- Task brief
Print the data below exactly as it appears.

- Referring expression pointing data
++++++++++++++++++++

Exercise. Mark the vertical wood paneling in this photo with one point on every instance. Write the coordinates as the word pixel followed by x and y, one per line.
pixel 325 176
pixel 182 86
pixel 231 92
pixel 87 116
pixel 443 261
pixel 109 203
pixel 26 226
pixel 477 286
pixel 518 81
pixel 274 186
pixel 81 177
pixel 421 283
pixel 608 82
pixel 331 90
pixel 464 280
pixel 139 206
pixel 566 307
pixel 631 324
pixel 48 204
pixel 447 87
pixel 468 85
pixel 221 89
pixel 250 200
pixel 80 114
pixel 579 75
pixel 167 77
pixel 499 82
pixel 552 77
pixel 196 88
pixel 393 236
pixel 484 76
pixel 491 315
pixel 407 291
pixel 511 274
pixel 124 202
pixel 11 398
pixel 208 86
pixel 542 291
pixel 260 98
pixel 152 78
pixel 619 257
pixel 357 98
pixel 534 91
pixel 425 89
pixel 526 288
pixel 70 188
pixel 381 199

++++++++++++++++++++

- Solution below
Exercise. Mark the vertical wood paneling in this photo with one point on every instance. Write the coordinates as the word pixel followed by x and y, one per line.
pixel 325 176
pixel 182 86
pixel 231 92
pixel 87 116
pixel 443 261
pixel 109 203
pixel 26 226
pixel 477 286
pixel 518 81
pixel 274 186
pixel 81 177
pixel 421 283
pixel 608 82
pixel 331 90
pixel 464 280
pixel 139 206
pixel 566 307
pixel 631 324
pixel 48 204
pixel 447 87
pixel 468 85
pixel 221 89
pixel 250 200
pixel 80 114
pixel 579 75
pixel 167 77
pixel 499 82
pixel 552 77
pixel 196 88
pixel 393 236
pixel 484 76
pixel 491 315
pixel 407 291
pixel 511 274
pixel 124 202
pixel 11 398
pixel 208 86
pixel 542 291
pixel 260 98
pixel 152 78
pixel 619 257
pixel 357 98
pixel 534 91
pixel 425 89
pixel 526 288
pixel 70 188
pixel 381 199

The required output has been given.